• [Exercise objective] Copy out the whole passage below about traveling in Russia, word for word.

• [Reading text]
========================================================================

If cultural and architectural highlights are what you’re after, stick to European Russia, which is all of the country west of the Urals. If you don’t mind occasionally roughing it and are in search of Russia’s great outdoors, train your eye on the vast spaces of Siberia and the Far East. Alternatively, boost your adrenaline on the country’s top ski resorts and raft-friendly rivers. You can also get a bird’s eye view of it all from the cockpit of a MiG-25 or even from outer space, as well as unique experiences such as getting a beating in a banya (traditional steam bath).

  • When should I travel?
Early summer and autumn are many people’s favourite periods for visiting Russia. By May the snow has usually disappeared and temperatures are pleasant, while the golden autumnal colours of September and early October can be stunning.  July and August are the warmest months and the main holiday season for both foreigners and Russians (which means securing train tickets at short notice can be tricky). They’re also the dampest months in much of European Russia, with as many as one rainy day in three. In rural parts of Siberia and the Russian Far East, May and June are peak danger periods for encephalitis-carrying ticks, though June and July are worse for biting insects. By September the air has cleared of mosquitoes.  Winter brings the Russia of popular imagination to life. If you’re prepared for it, travel in this season is recommended: the snow makes everything picturesque, and the insides of buildings are kept warm. Avoid, though, the first snows (usually in late October) and the spring thaw (March and April), which turn everything to slush and mud.

========================================================================

• [Supplied material]
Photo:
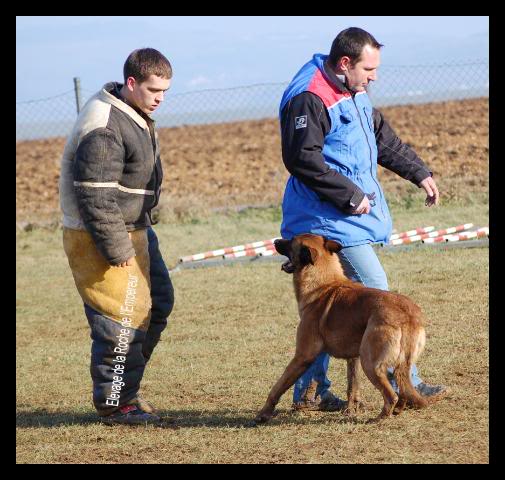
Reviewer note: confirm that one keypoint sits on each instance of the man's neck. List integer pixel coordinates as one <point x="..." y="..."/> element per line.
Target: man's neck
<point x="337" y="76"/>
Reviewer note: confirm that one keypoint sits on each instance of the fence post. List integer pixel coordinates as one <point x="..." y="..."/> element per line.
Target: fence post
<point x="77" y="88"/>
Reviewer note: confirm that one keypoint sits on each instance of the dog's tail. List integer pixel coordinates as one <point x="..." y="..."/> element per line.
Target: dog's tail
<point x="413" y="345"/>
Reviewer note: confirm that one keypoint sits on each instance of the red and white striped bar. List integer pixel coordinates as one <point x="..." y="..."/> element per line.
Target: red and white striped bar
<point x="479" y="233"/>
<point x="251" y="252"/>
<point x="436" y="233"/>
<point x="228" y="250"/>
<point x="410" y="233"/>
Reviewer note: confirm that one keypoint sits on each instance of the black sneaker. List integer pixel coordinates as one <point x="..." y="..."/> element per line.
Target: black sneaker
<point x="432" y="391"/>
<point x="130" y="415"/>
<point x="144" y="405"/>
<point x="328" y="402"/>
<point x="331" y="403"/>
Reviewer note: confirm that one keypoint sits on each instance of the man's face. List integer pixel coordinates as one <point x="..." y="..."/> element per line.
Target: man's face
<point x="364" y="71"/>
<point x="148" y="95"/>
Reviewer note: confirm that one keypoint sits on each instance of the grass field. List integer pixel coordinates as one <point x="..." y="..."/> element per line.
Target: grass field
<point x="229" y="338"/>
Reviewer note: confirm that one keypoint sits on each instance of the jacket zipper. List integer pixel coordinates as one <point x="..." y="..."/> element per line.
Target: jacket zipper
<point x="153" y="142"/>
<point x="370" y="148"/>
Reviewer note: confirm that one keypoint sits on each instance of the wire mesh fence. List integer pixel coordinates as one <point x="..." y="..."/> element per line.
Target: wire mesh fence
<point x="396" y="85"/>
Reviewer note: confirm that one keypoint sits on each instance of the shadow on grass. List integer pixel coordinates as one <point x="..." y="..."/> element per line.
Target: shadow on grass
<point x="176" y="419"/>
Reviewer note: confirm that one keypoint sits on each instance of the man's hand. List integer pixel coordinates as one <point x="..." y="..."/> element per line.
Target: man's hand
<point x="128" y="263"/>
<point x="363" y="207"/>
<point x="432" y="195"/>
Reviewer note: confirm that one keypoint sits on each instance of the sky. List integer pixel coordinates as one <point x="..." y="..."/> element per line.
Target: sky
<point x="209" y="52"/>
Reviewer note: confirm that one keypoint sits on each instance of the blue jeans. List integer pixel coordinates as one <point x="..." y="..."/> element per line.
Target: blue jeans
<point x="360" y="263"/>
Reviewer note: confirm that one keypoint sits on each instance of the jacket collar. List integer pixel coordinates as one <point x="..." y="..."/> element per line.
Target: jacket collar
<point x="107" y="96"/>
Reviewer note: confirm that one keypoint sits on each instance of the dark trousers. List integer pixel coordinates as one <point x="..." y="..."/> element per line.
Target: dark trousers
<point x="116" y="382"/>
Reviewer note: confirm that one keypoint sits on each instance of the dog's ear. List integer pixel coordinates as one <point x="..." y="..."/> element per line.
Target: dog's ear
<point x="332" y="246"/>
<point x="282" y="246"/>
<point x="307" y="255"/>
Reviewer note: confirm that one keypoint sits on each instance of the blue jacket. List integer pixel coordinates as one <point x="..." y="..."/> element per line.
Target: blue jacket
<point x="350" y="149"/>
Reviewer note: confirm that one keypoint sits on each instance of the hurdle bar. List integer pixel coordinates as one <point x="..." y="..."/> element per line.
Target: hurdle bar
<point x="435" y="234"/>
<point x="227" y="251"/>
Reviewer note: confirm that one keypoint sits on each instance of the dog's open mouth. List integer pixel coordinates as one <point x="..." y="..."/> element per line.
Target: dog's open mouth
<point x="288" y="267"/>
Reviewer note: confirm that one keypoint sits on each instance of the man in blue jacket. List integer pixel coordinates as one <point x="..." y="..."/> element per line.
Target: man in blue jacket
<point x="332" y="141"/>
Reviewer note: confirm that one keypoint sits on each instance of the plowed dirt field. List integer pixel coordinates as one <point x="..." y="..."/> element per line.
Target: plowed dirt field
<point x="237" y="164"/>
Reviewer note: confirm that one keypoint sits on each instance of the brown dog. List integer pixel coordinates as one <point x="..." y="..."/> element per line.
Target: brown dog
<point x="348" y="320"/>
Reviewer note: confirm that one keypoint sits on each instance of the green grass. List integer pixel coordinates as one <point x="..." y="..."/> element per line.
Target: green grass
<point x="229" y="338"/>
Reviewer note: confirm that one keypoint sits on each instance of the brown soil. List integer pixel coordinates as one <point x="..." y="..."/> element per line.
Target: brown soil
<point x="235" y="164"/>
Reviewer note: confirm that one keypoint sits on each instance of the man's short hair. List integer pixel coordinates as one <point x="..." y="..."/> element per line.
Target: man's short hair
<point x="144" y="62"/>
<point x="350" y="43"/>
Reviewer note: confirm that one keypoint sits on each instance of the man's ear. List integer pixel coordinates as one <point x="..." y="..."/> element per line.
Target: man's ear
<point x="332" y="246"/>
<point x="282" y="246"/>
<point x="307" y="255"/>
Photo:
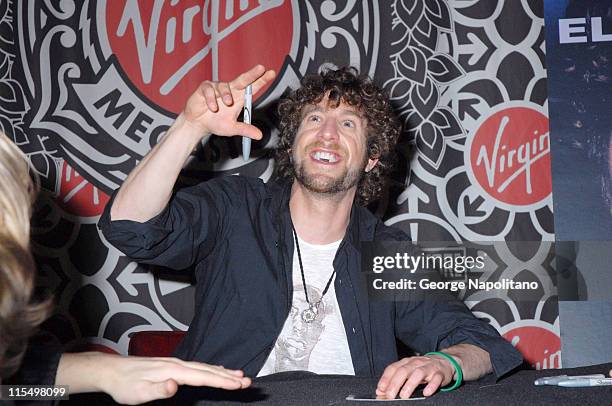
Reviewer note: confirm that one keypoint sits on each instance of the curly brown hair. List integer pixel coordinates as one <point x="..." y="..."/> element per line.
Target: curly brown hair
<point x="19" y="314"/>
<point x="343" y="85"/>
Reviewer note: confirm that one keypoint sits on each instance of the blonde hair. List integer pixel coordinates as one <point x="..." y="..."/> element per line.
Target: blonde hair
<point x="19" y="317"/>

========================================================================

• [Solution below]
If cultural and architectural highlights are what you’re after, stick to European Russia, which is all of the country west of the Urals. If you don’t mind occasionally roughing it and are in search of Russia’s great outdoors, train your eye on the vast spaces of Siberia and the Far East. Alternatively, boost your adrenaline on the country’s top ski resorts and raft-friendly rivers. You can also get a bird’s eye view of it all from the cockpit of a MiG-25 or even from outer space, as well as unique experiences such as getting a beating in a banya (traditional steam bath).

  • When should I travel?
Early summer and autumn are many people’s favourite periods for visiting Russia. By May the snow has usually disappeared and temperatures are pleasant, while the golden autumnal colours of September and early October can be stunning.  July and August are the warmest months and the main holiday season for both foreigners and Russians (which means securing train tickets at short notice can be tricky). They’re also the dampest months in much of European Russia, with as many as one rainy day in three. In rural parts of Siberia and the Russian Far East, May and June are peak danger periods for encephalitis-carrying ticks, though June and July are worse for biting insects. By September the air has cleared of mosquitoes.  Winter brings the Russia of popular imagination to life. If you’re prepared for it, travel in this season is recommended: the snow makes everything picturesque, and the insides of buildings are kept warm. Avoid, though, the first snows (usually in late October) and the spring thaw (March and April), which turn everything to slush and mud.